▸ **Exercise**
From the passage on the Livonian revival and Baltic independence, list every name and abbreviation used for the Livonian organization restored in 1988.

▸ **Selected passage**
Change would come to both the Latvians and the Livonians in the late 1980s, largely inaugurated by the first large scale public demonstration protesting the occupation. On November 26, 1988 the Livonians officially restored the Livonian Association under the name the Livonian Cultural Union (Līvõd Kultūr Īt), which in time would be renamed Līvõd Īt. The following year the LCU marked the 50th Anniversary of the construction of the Livonian National Hall in Irē (Mazirbe). The same year in Rīga, the LCU began to organize a program of Sunday school classes for studying Livonian. (Karma 1995: 80) After five decades of silence, Livonian could once again be studied and spoken without fear of persecution.
The period from 1990 to 1991 marks the transition from Soviet occupation to independence for all three Baltic countries. On May 4, 1990, the Latvian government adopted a resolution restoring the independence of the country. At the time few nations recognized this declaration. Widespread acceptance and recognition of Baltic independence would only come in late August and September of 1991 after the collapse of the failed coup in Moscow and the effective dissolution of the Soviet Union soon thereafter.

▸ **Dataset extract**
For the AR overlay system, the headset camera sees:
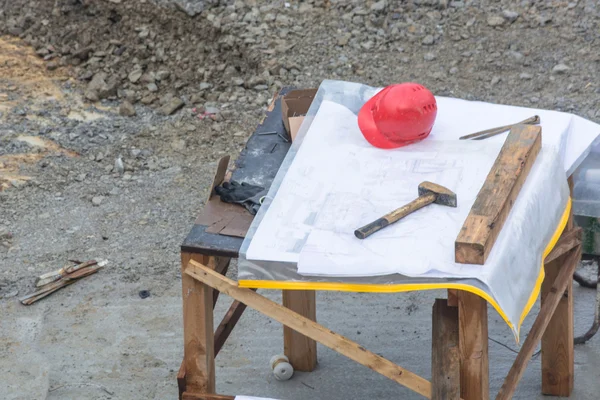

▸ **The reply**
- Livonian Association
- Livonian Cultural Union
- Līvõd Kultūr Īt
- Līvõd Īt
- LCU